PROBLEM TO WORK ON - Reproduce the entries that follow verbatim, down to the final line.

SOURCE DATA -

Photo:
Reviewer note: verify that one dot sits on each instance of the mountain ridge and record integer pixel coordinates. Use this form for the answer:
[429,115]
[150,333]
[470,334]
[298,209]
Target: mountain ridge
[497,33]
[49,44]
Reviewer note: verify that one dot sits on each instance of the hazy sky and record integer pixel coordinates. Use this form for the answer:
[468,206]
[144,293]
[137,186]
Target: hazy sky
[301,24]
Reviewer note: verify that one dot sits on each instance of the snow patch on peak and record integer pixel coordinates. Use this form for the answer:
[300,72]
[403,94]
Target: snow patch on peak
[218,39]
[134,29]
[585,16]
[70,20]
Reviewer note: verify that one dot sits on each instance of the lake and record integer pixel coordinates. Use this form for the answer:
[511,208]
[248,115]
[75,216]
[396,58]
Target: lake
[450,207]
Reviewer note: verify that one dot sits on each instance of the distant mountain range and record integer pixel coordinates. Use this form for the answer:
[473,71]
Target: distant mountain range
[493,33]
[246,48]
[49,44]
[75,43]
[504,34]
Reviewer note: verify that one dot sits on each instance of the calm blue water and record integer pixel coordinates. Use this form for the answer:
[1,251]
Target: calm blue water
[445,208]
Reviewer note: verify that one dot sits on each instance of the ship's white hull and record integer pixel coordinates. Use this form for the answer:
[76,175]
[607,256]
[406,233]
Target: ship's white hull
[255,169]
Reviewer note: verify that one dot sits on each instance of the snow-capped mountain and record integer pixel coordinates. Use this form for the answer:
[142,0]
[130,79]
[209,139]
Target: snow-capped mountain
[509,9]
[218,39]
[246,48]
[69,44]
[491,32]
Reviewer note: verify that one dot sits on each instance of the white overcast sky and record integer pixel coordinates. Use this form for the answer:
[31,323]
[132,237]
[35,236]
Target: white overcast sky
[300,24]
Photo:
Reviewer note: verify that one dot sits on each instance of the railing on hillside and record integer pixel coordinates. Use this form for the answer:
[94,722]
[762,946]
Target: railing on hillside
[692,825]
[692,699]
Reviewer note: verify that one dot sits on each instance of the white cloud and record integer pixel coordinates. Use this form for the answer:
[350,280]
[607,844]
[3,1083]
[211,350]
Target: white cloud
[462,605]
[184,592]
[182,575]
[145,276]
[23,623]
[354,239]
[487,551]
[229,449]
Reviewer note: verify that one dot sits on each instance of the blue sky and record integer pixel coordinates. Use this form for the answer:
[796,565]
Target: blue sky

ANSWER FOR THE TASK -
Photo:
Reviewer note: verify that one dot sits on each instance of the mountain ridge and record integer pixel coordinates. Use this form for the answer:
[429,115]
[150,333]
[470,334]
[298,209]
Target: mountain ridge
[497,33]
[49,44]
Reviewer note: verify that one dot sits on each instance of the hazy sky and record integer pixel coordinates. Use this form for the answer:
[468,206]
[144,293]
[137,186]
Target: hazy sky
[301,24]
Reviewer note: verify that one dot sits on each instance of the snow patch on peak and record integer pixel coordinates. Use this form for the answer:
[300,72]
[403,94]
Target: snow patch on peak
[218,39]
[134,29]
[585,16]
[70,20]
Reviewer note: verify that one dot sits on each instance of the lake and record integer pixel coordinates. Use this form for the answer:
[511,208]
[248,115]
[75,216]
[396,58]
Target: lake
[450,207]
Reviewer note: verify that one dot sits on each instance of the distant mountain range and record integer pixel coordinates. Use this form for the answer:
[473,71]
Target: distant mountain range
[493,33]
[246,48]
[49,44]
[75,43]
[504,34]
Reviewer note: verify that one dot sits on each instance of the calm blue water and record integer pixel coordinates. Use this form for the answer:
[1,251]
Target: calm blue water
[445,208]
Reviewer note: verify that one dot sits on each instance of the ship's white hull and record integer pixel coordinates. Use this form for the answer:
[76,175]
[607,256]
[406,233]
Target: ship's white hull
[255,169]
Reviewer note: verify that one dot sits on each instance of the snow-capped mountain and record integer pixel coordinates. Use this form for the answer:
[142,0]
[130,79]
[209,139]
Target: snow-capped mountain
[509,9]
[218,39]
[246,48]
[69,44]
[491,32]
Reviewer note: verify that one dot sits on each instance of the white overcast sky and record integer pixel coordinates. Use this form for the answer:
[31,323]
[132,237]
[35,236]
Target: white overcast sky
[300,24]
Photo:
Reviewer note: verify that one dot sits on each instance of the railing on hillside and record integer pixel coordinates. Use this form for the answer:
[94,722]
[762,946]
Target: railing on hillside
[692,825]
[692,699]
Reviewer note: verify that one dot sits on each instance of the white cloud and record integer pixel coordinates. Use this form for the answer:
[350,280]
[607,844]
[3,1083]
[211,350]
Target: white cloud
[462,605]
[184,592]
[182,575]
[145,276]
[23,623]
[354,239]
[487,551]
[229,449]
Reviewer note: verify that one dot sits on each instance of the blue sky and record integer pixel coordinates. Use this form for the answer:
[796,565]
Target: blue sky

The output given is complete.